» What the task requires
Every record must appear in your copy exactly as written, with no pictures.
-- Start Stored data --
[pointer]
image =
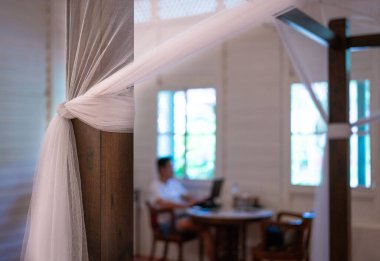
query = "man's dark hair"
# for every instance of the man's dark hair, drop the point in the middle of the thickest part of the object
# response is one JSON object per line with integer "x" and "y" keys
{"x": 161, "y": 162}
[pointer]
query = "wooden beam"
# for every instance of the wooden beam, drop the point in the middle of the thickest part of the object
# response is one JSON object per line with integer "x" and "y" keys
{"x": 306, "y": 25}
{"x": 363, "y": 41}
{"x": 339, "y": 160}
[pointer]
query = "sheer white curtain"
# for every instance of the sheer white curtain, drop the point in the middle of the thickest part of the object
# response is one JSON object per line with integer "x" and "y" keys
{"x": 100, "y": 93}
{"x": 310, "y": 62}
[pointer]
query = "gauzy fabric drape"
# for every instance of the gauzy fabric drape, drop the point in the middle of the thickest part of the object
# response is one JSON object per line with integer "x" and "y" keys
{"x": 99, "y": 92}
{"x": 55, "y": 228}
{"x": 310, "y": 62}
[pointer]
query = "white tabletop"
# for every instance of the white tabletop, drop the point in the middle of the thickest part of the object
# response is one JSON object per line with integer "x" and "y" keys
{"x": 230, "y": 214}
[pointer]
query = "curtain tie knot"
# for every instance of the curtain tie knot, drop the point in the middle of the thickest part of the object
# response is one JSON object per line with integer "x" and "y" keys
{"x": 64, "y": 112}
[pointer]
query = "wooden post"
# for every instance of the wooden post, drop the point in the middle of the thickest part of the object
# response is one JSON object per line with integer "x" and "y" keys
{"x": 106, "y": 169}
{"x": 339, "y": 167}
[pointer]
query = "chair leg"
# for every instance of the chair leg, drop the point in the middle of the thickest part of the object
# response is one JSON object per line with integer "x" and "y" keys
{"x": 166, "y": 247}
{"x": 201, "y": 253}
{"x": 151, "y": 258}
{"x": 180, "y": 254}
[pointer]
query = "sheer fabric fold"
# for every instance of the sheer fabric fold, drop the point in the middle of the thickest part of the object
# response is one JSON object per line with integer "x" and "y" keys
{"x": 100, "y": 93}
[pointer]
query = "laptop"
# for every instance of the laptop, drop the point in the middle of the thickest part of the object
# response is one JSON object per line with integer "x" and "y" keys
{"x": 214, "y": 194}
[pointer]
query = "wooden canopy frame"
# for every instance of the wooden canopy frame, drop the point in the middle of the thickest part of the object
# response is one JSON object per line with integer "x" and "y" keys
{"x": 339, "y": 42}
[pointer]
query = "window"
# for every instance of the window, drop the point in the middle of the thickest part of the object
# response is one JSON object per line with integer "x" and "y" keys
{"x": 186, "y": 131}
{"x": 308, "y": 134}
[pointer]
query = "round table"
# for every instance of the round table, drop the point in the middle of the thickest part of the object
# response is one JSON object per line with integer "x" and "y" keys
{"x": 230, "y": 229}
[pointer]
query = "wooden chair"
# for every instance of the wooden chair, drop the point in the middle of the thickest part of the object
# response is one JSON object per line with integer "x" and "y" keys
{"x": 172, "y": 236}
{"x": 287, "y": 238}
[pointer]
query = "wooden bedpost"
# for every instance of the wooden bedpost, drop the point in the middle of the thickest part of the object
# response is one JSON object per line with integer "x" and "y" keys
{"x": 106, "y": 169}
{"x": 339, "y": 156}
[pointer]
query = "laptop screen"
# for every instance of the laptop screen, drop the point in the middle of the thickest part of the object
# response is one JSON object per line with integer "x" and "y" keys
-- End Stored data --
» Result
[pointer]
image =
query = "man's dark hair"
# for every instance of the man's dark hair, drop the point in the middle of the thickest part of the object
# response is one JSON object per line with integer "x" and "y" keys
{"x": 161, "y": 162}
[pointer]
query = "wooden beam"
# for every instance of the wooden beam, drop the point in the middle of the thickest part of the object
# response is one JSON object per line with integer "x" and "y" keys
{"x": 306, "y": 25}
{"x": 363, "y": 41}
{"x": 339, "y": 160}
[pointer]
query = "sheer white curtain"
# for every instance of the sheer white curtain, drop the point in the middle of the thickest part of the object
# response is one JSON object per line with integer "x" and "y" keys
{"x": 100, "y": 93}
{"x": 310, "y": 62}
[pointer]
query = "gauzy fabric drape"
# for every instance of the gauzy fabric drape, drop the point in the middle of the thickest part of the object
# response is one JSON object per line with integer "x" and "y" keys
{"x": 99, "y": 92}
{"x": 55, "y": 228}
{"x": 310, "y": 62}
[pointer]
query = "white tabletop"
# for every instance of the white tabletop, drop the point in the middle of the thickest part of the object
# response is one JSON object per line with integer "x" and "y" keys
{"x": 230, "y": 214}
[pointer]
query = "curtain tie knot"
# for every instance of the curtain tie knot, drop the point in the middle of the thickest part of the object
# response is one JSON object per line with integer "x" and "y" keys
{"x": 64, "y": 112}
[pointer]
query = "wooden post"
# for every instance of the wooden post, drop the point in the middle of the thickest part of the object
# response is one JSON object per line with integer "x" and "y" keys
{"x": 106, "y": 169}
{"x": 339, "y": 167}
[pointer]
query = "chair leg"
# for every instance of the chair leg, drop the point in the middle of the thickest part of the object
# response is one JSON object per line with integer "x" and "y" keys
{"x": 166, "y": 247}
{"x": 201, "y": 253}
{"x": 151, "y": 258}
{"x": 180, "y": 254}
[pointer]
query = "sheer fabric fold"
# for every instance of the sheer fabric fold, drop the point in the middle of the thickest part of the object
# response is one JSON object per line with integer "x" and "y" keys
{"x": 100, "y": 93}
[pointer]
query = "laptop"
# for every instance of the laptop, drop the point in the middle of the thickest part of the object
# response is one JSON object per line with integer "x" and "y" keys
{"x": 214, "y": 194}
[pointer]
query = "wooden canopy frame"
# for every instance of the wooden canopy frame, drop the point in the middle of the thickest part of the object
# response is one JSON object per line with integer "x" and "y" keys
{"x": 339, "y": 42}
[pointer]
query = "window"
# for every instance of the window, drop the point in the middle of the thickest part of the object
# response is one JSON object per line with integer "x" and "y" keys
{"x": 186, "y": 131}
{"x": 308, "y": 134}
[pointer]
query = "round table"
# for every instance of the round table, drop the point in the middle of the thickest part of the object
# response is one JSON object per line with integer "x" and "y" keys
{"x": 230, "y": 229}
[pointer]
query = "wooden chair"
# for every instance of the wooden chair, drop the point in the middle of the thickest part of the object
# response is one JSON object per line with integer "x" and "y" keys
{"x": 172, "y": 236}
{"x": 287, "y": 238}
[pointer]
query = "wooden bedpost"
# for every instance of the wooden bedpost, drop the point in the middle of the thickest part of the object
# response is one JSON object per line with integer "x" and "y" keys
{"x": 106, "y": 169}
{"x": 339, "y": 156}
[pointer]
query = "laptop screen"
# for every instance of the laptop screen, drop the point in the middle of the thickest part of the object
# response is one JSON object per line with integer "x" and "y" keys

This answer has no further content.